-- begin Selection --
Question

if in a right-angle triangle measure of hypotenuse =8cm measure of perpendicular =6cm then the measure of base is

this is fill in the blank plz answer this right

Answer 1

Solution

Hypotenuse(H) = 8cm

Perpendicular(P) = 6cm

Base(B) = ?

By Pathagoras theorem

$\bigstar \: \sf\large{\underline{\boxed{\sf{(H)²=(P)²+(B)²}}} \: \bigstar}$

Substituting known values in the formula

$\sf\implies{(8)²=(6)²+(B)²}$

$\sf\implies{(B)²+(6)²=(8)²}$

$\sf\implies{(B)²=(8)²-(6)²}$

$\sf\implies{(B)²=64-36}$

$\sf\implies{(B)²=28}$

$\sf\implies{B= \sqrt{28}}$

$\sf\implies{B=2 \sqrt{7 \:}cm}$

Therefore, base of the right-angle ∆ is 2√7cm or 5.29cm(approx).

Answer 2

✰ Given :-

• Perpendicular = 6 cm
• Hypotenuse = 8 cm

✰ To Find :-

• The measure of the base

✰ Concept :-

In this question, we will use the concept of "Pythagoras Theorem" which states that square of Hypotenuse is equal to the sum of square of base and square of perpendicular, i.e.

$\boxed{ \sf \: ✰ \: {hypotenuse}^{2} = {perpendicular}^{2} + {base}^{2} }$

Now, to get the required answer we can simply put the given values and solve it. So, let's do it! :D

✰ Solution :-

$\sf \leadsto \: {8}^{2} = {6}^{2} + {b}^{2} \: \: \: \: \: \\ \sf \leadsto \: {b} \: = \sqrt{64 - 36} \: \\ \sf \leadsto \: {b} = \sqrt{28} \: \: \: \: \: \: \: \: \: \: \: \: \\ \sf \leadsto \: b = 2 \sqrt{7} \: \: \: \: \: \: \: \: \: \: \: \:$

$\sf \therefore \: base \: = 2 \sqrt{7} \: or \: 5.29 \: cm \: approx$

Thanks :)
-- end Selection --
-- begin Recorded data --
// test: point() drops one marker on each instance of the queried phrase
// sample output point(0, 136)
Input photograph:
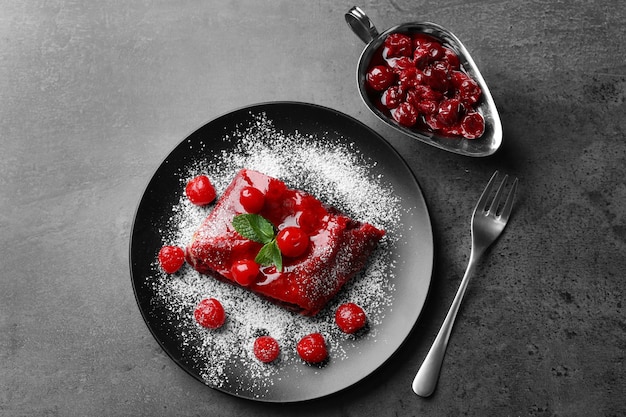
-- end Recorded data --
### Exercise requirements
• a. Please transcribe the triangle thread between "if in a right-angle" and "Base(B) = ?", inclusive.
• b. Condense the paragraph of the triangle thread that starts with "In this question, we will use" into one shorter sentence.
The data above has no connection to the triangle thread.

### Solved tasks
• a.
if in a right-angle triangle measure of hypotenuse =8cm measure of perpendicular =6cm then the measure of base is

this is fill in the blank plz answer this right

Answer 1

Solution

Hypotenuse(H) = 8cm

Perpendicular(P) = 6cm

Base(B) = ?

• b. The question uses the Pythagoras Theorem, which states that the square of the hypotenuse equals the sum of the squares of the base and the perpendicular.